● **To do**: If a line of the records contains the string "stabilizer", copy it out.

● **Source data**:
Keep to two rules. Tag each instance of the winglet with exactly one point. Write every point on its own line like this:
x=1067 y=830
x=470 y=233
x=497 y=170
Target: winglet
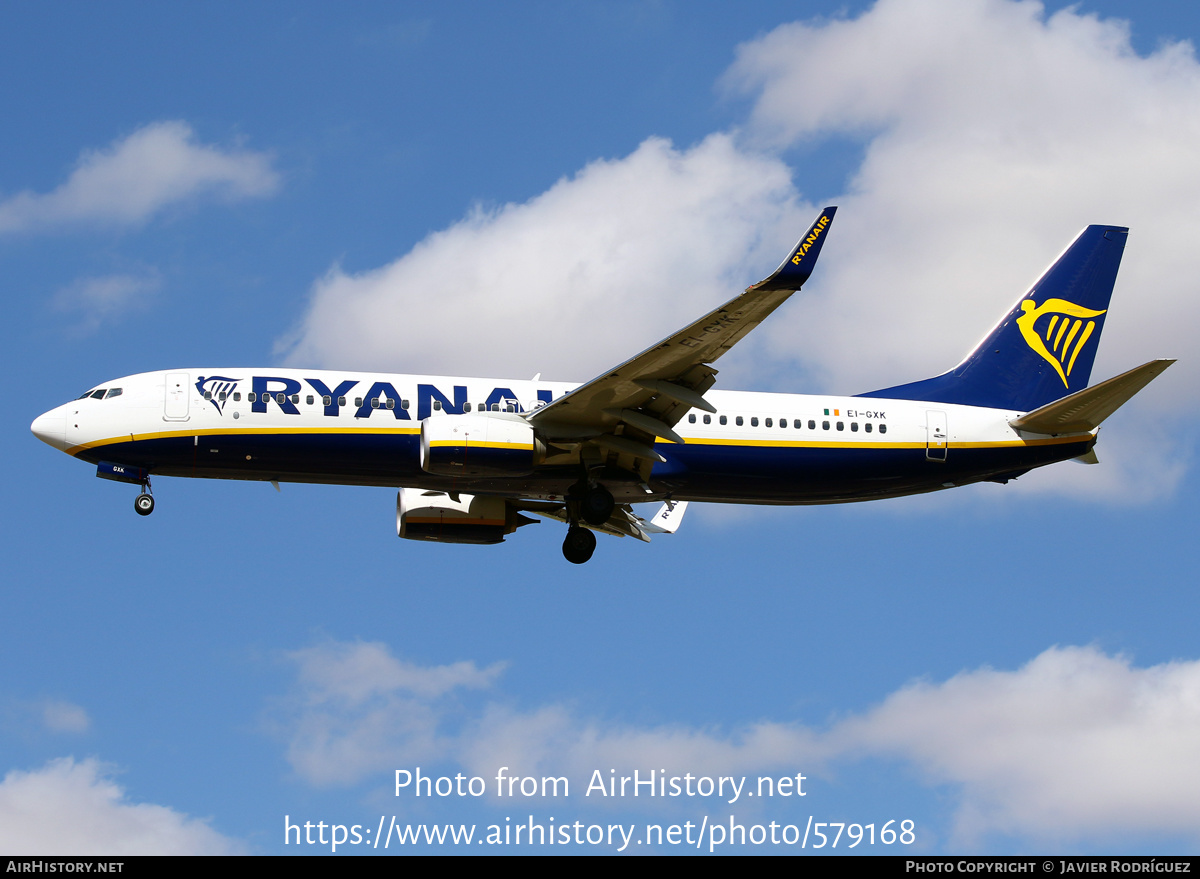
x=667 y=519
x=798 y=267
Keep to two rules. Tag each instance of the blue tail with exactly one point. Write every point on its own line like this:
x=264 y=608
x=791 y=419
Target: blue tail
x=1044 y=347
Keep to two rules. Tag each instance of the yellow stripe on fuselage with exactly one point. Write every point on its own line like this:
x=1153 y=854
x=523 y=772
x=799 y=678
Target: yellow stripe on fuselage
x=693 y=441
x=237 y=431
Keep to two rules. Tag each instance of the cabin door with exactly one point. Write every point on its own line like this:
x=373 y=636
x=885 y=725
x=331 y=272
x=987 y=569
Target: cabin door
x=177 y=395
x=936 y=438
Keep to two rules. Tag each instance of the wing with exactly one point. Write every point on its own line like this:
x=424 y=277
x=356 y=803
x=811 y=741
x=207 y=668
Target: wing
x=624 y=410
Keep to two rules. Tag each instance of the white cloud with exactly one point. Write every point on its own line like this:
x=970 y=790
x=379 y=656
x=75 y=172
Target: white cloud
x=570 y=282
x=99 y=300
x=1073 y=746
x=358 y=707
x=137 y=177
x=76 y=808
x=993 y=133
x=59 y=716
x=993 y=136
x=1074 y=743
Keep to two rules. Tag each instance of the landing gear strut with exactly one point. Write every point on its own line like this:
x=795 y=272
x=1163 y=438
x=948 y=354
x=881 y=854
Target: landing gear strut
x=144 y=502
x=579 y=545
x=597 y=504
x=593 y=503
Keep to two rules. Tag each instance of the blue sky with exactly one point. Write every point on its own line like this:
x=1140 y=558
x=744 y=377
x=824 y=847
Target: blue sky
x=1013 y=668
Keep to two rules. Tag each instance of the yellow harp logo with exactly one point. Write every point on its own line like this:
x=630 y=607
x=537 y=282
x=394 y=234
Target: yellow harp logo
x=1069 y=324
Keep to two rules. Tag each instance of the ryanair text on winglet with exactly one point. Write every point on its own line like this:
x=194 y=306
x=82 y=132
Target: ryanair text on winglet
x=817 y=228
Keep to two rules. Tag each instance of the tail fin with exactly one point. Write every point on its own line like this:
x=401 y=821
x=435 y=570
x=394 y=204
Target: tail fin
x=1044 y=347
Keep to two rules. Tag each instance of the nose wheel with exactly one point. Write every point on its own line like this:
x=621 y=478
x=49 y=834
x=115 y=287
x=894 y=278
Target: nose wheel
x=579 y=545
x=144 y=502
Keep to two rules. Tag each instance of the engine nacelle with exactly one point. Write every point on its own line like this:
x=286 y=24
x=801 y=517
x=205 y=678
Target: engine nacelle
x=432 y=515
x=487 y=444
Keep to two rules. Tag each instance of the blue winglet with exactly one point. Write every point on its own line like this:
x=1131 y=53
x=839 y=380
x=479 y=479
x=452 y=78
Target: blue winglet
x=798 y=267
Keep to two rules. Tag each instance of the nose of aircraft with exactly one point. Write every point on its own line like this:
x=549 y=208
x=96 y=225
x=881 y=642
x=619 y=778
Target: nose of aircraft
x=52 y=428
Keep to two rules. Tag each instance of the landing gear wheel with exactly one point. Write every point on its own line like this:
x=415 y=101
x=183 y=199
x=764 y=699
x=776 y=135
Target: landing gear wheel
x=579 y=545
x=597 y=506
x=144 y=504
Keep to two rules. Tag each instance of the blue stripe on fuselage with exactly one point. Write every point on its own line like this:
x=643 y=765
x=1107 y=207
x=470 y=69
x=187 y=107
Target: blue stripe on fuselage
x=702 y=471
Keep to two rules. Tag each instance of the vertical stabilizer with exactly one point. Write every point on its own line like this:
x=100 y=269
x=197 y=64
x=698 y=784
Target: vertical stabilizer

● **Answer for this exercise**:
Keep to two rules. Tag each instance of the vertical stabilizer with exactly one point. Write every point on its own line like this:
Target: vertical stabilizer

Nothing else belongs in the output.